> **Отрывок страницы**:
Протоиерей Владимир:

— Отдыхать.

А. Митрофанова:

— Порыбачить. А его все время окружали дети, которые знали, что он работает в цирке и все время просили его, чтобы он им показал какие-нибудь фокусы или что-то еще, такие десять негритят. Ну это в данном случае устойчивое выражение просто. Это чтобы меня там не обвинили в каком-нибудь расизме и прочее. Не об этом совсем. И Бонифаций отрабатывал по полной программе, но реализовать мечту — выдохнуть, поудить рыбку и просто у бабушки там на кровати поваляться и поесть ее пирожков ему не удалось. В таком же примерно положении, я так понимаю, оказываются и все отцы, которые...

Протоиерей Владимир:

— Все педагоги на самом деле тоже.

А. Митрофанова:

— Педагоги — нет. Педагоги, понимаете как, если бы я умела молчать... Здесь проблема, что я молчать не умею. Если бы я умела молчать, у меня муж был счастливейшим человеком на свете.

> **Условие задания**:
Изложите содержание отрывка в двух предложениях. Опирайтесь только на приведенный отрывок.

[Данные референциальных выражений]
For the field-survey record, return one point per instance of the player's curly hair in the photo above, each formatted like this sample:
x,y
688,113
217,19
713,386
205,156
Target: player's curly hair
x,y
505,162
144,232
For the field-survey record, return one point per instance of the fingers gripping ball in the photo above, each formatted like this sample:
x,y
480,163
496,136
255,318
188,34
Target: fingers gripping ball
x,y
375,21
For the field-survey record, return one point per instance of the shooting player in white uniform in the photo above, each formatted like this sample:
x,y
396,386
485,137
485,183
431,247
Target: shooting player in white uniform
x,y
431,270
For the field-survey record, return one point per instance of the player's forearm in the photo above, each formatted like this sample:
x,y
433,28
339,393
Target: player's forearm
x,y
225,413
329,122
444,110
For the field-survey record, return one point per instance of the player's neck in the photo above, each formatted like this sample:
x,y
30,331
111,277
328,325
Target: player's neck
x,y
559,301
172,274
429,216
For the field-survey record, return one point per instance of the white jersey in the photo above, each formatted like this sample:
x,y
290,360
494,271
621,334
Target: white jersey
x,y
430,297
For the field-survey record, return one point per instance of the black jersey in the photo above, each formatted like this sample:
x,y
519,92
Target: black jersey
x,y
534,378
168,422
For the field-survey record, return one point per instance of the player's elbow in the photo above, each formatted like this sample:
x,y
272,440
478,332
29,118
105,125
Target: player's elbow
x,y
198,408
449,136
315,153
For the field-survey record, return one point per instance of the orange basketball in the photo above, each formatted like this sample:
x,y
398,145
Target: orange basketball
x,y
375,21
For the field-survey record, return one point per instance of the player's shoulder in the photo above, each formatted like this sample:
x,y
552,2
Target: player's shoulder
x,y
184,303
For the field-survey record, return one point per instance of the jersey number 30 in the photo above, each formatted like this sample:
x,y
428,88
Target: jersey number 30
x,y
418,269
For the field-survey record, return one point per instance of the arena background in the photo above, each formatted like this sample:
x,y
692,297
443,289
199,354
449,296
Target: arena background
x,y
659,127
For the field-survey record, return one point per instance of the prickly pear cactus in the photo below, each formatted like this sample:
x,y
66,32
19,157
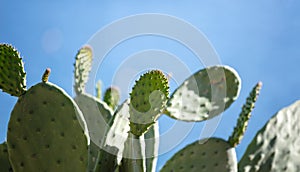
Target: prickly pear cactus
x,y
276,146
115,138
205,94
46,132
151,138
12,74
83,65
244,117
209,155
4,160
147,101
112,97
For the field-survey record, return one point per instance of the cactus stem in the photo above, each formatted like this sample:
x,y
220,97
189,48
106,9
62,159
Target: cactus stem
x,y
244,117
46,75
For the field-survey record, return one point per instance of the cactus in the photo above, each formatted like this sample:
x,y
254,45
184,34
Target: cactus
x,y
244,117
211,154
4,159
12,75
147,101
205,94
276,146
45,131
112,97
151,138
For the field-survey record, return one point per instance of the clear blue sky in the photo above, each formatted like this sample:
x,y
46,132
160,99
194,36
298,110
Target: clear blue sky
x,y
260,39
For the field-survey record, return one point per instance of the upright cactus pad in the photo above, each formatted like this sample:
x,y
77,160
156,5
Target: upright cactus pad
x,y
12,74
151,138
147,101
4,161
115,139
244,117
276,147
213,155
112,97
83,65
205,94
47,132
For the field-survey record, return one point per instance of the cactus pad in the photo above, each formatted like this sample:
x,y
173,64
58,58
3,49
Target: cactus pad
x,y
147,101
112,97
12,74
244,117
4,161
276,147
47,132
213,155
205,94
83,65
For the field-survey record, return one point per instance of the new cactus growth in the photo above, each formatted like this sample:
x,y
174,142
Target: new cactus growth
x,y
12,75
205,94
147,101
276,146
112,97
4,159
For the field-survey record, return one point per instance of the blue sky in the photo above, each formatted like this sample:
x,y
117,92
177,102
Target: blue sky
x,y
260,39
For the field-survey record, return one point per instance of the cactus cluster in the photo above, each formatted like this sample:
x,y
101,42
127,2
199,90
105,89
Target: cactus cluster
x,y
50,131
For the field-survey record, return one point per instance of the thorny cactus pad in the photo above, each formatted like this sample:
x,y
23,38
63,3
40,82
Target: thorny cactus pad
x,y
83,65
209,155
244,117
147,101
276,147
4,160
112,97
12,74
205,94
47,132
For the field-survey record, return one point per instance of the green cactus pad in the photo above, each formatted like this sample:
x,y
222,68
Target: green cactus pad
x,y
47,132
96,114
12,74
244,117
151,138
276,147
147,101
116,136
133,155
209,155
83,65
4,160
205,94
112,97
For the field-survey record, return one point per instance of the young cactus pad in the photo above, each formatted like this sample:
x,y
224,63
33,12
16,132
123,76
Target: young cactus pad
x,y
209,155
276,147
147,101
12,74
4,161
47,132
83,65
112,97
244,117
205,94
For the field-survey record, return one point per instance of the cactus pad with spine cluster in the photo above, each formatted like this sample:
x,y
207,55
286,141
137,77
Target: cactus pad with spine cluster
x,y
12,74
147,101
112,97
4,159
205,94
244,116
47,132
213,154
276,147
83,65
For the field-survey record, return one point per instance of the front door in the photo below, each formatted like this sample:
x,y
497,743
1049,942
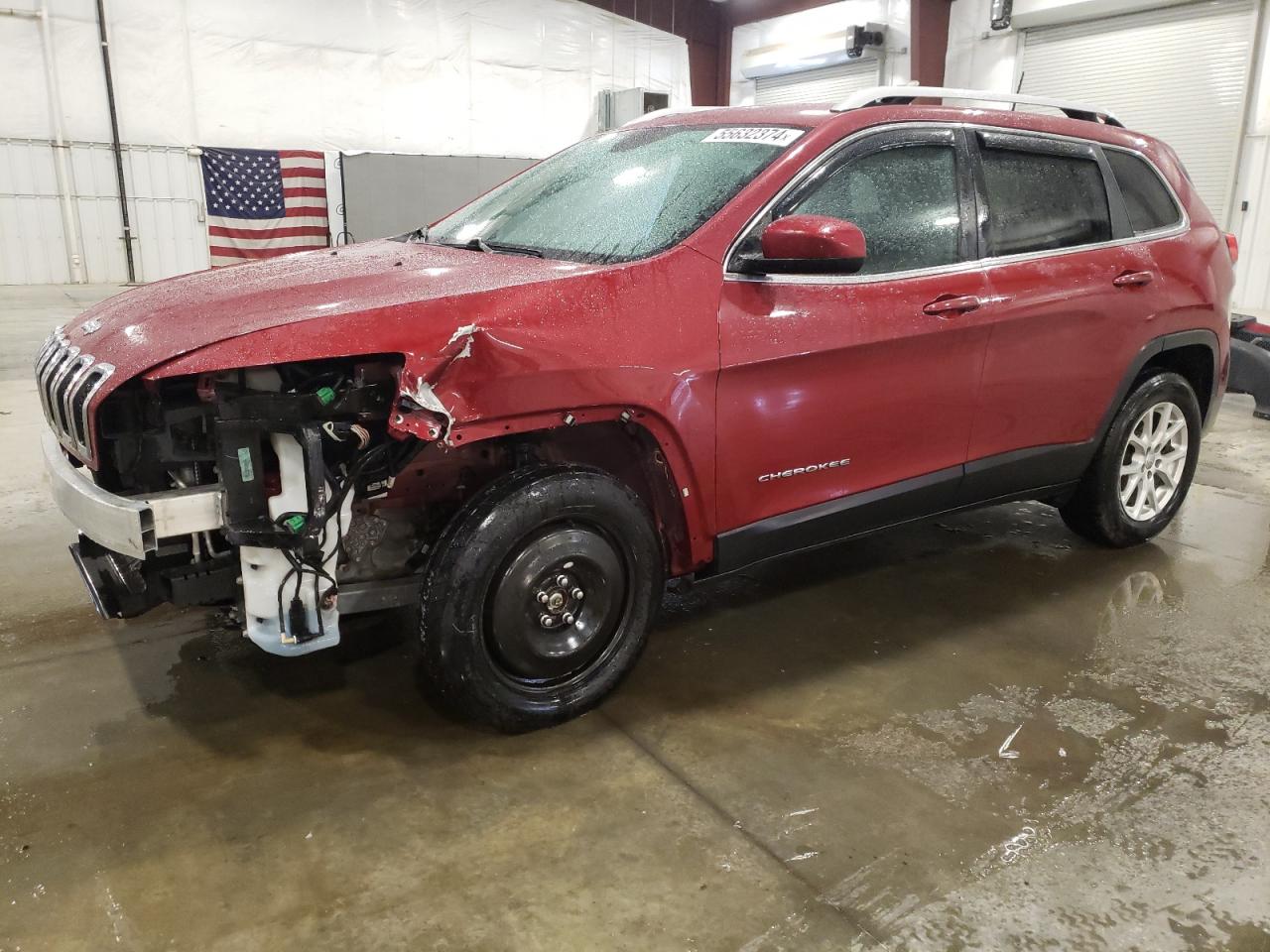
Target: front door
x,y
1076,298
852,398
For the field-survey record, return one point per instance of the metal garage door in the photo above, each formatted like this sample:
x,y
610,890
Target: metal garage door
x,y
825,85
389,193
1179,73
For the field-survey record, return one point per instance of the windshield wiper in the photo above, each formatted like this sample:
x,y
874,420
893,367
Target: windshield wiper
x,y
479,244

> **Результат выполнения**:
Бонифаций мечтал отдохнуть, порыбачить и поесть бабушкиных пирожков, но его все время окружали дети, которые знали, что он работает в цирке, и просили показать фокусы, поэтому мечту осуществить ему не удалось. А. Митрофанова говорит, что в таком же положении оказываются и все отцы; протоиерей Владимир добавляет к ним педагогов, но она не соглашается и признается, что не умеет молчать.